Consigne: Réécris le passage de l'article sur le sabotage du Nord Stream, de « Selon Le Washington » jusqu'à « Kremlin soit responsable. » inclus, en mettant « le Kremlin » à la place de « Moscou ».

Texte fourni:
----

Selon Le Washington Post : Aucune preuve concluante que la Russie est derrière l’attaque du Nord Stream

Les dirigeants mondiaux ont rapidement blâmé Moscou pour les explosions survenues le long des gazoducs sous-marins. Mais certains responsables occidentaux doutent désormais que le Kremlin soit responsable.

Une des fuites de gaz du Nord Stream dans la mer Baltique le 27 septembre.

Après que des explosions fin septembre aient gravement endommagé les pipelines sous-marins construits pour transporter le gaz naturel de la Russie vers l’Europe, les dirigeants du monde entier ont rapidement accusé Moscou d’un acte de sabotage audacieux et dangereux. À l’approche de l’hiver, il semblait que le Kremlin avait l’intention d’étrangler le flux d’énergie destiné à des millions de personnes sur le continent, un acte de « chantage », selon certains dirigeants, destiné à menacer les pays pour qu’ils retirent leur soutien financier et militaire à l’Ukraine.

Mais aujourd’hui, après des mois d’enquête, de nombreux responsables affirment en privé que la Russie n’est peut-être pas à blâmer après tout pour l’attaque des pipelines Nord Stream ℹ️.

« Il n’y a aucune preuve à ce stade que la Russie était derrière le sabotage », a déclaré un fonctionnaire européen, faisant écho à l’évaluation de 23 responsables diplomatiques et du renseignement de neuf pays interrogés ces dernières semaines.

Certains sont allés jusqu’à dire qu’ils ne pensaient pas que la Russie était responsable. D’autres, qui considèrent toujours la Russie comme un suspect principal, ont déclaré qu’il pourrait être impossible d’attribuer positivement l’attaque – à quelque pays que ce soit.

Au cours des mois qui ont suivi les explosions, qui ont entraîné ce qui est probablement l’une des plus importantes émissions de méthane en une seule fois, les enquêteurs ont passé au peigne fin les débris et analysé les résidus d’explosifs récupérés dans le lit de la mer Baltique. Les sismologues ont déterminé avec précision le moment des trois explosions du 26 septembre, qui ont provoqué quatre fuites sur les pipelines Nord Stream 1 et 2.

Personne ne doute que les dégâts étaient délibérés. Un fonctionnaire du gouvernement allemand, qui mène sa propre enquête, a déclaré que les explosifs semblent avoir été placés à l’extérieur des structures.

Mais même ceux qui ont une connaissance approfondie des détails scientifiques ne lient pas de manière concluante la Russie à l’attaque, ont déclaré les responsables, s’exprimant sous couvert d’anonymat pour partager des informations sur l’avancement de l’enquête, dont certaines sont basées sur des renseignements classifiés.

----

Données fournies:
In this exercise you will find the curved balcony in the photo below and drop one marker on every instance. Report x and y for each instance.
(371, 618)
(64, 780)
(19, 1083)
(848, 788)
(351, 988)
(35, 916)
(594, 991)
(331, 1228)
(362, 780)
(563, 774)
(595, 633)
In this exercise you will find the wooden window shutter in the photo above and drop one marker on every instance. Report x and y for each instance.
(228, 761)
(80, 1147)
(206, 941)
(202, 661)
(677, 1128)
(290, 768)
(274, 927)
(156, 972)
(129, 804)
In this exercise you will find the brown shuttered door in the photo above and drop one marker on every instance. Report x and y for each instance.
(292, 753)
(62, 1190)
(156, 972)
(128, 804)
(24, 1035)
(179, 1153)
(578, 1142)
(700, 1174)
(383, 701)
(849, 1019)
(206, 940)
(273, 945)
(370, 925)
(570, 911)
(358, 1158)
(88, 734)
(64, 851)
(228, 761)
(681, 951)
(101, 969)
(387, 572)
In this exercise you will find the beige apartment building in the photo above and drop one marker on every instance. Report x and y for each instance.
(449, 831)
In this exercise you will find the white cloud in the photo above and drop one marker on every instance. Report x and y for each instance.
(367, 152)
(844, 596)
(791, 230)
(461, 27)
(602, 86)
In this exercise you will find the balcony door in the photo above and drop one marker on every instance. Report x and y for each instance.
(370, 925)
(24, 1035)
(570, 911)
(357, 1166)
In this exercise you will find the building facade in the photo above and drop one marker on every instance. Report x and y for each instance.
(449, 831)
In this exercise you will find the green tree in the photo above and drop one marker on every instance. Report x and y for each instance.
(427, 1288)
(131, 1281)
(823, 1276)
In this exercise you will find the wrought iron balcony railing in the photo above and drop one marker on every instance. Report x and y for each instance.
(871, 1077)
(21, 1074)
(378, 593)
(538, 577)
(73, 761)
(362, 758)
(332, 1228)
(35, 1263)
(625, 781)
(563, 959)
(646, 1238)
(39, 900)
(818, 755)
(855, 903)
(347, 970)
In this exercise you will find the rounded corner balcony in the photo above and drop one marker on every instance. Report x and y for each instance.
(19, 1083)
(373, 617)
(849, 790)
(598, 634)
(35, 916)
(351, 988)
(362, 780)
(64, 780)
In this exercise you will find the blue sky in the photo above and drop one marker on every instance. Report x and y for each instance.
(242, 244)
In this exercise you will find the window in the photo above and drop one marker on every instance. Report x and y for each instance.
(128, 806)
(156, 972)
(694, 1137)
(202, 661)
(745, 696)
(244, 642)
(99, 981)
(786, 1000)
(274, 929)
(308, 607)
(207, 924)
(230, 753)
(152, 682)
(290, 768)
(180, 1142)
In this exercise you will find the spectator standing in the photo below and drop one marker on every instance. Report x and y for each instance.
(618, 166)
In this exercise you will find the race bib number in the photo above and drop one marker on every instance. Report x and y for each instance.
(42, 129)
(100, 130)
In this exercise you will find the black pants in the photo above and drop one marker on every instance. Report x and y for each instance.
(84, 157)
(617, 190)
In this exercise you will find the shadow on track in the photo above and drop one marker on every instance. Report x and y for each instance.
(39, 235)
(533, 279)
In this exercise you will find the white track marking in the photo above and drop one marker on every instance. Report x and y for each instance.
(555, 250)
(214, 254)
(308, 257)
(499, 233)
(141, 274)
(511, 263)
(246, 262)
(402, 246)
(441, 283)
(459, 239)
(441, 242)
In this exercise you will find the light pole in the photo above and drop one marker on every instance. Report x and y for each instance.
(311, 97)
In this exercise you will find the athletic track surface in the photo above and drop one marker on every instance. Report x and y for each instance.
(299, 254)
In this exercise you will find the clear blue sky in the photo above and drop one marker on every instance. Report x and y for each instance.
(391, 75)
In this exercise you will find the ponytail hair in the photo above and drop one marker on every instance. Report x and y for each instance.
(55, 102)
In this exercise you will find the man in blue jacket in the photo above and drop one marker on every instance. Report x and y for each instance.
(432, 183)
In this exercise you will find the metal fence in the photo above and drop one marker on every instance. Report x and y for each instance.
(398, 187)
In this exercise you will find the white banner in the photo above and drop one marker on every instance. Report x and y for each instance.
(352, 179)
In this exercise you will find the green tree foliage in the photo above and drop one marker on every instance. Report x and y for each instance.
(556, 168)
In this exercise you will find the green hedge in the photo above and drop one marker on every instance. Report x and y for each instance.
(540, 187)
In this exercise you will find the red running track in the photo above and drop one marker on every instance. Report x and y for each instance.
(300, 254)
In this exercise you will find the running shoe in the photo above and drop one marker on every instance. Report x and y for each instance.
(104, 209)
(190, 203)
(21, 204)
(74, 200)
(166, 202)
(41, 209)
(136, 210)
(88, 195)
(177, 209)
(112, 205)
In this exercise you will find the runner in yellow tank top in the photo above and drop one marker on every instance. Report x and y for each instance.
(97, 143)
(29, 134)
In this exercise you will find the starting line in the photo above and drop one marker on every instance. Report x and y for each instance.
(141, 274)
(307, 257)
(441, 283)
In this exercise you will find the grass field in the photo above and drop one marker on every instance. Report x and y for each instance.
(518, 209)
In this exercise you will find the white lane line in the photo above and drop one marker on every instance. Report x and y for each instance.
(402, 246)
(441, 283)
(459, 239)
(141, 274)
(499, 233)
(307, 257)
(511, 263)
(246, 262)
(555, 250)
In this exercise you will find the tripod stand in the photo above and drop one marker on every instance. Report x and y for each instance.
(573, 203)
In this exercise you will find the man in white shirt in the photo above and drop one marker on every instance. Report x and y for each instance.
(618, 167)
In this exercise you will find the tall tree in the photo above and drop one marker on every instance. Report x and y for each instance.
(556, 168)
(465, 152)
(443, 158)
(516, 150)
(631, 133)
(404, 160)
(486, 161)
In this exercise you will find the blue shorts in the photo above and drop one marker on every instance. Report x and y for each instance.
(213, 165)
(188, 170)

----

Réponse:
Selon Le Washington Post : Aucune preuve concluante que la Russie est derrière l’attaque du Nord Stream

Les dirigeants mondiaux ont rapidement blâmé le Kremlin pour les explosions survenues le long des gazoducs sous-marins. Mais certains responsables occidentaux doutent désormais que le Kremlin soit responsable.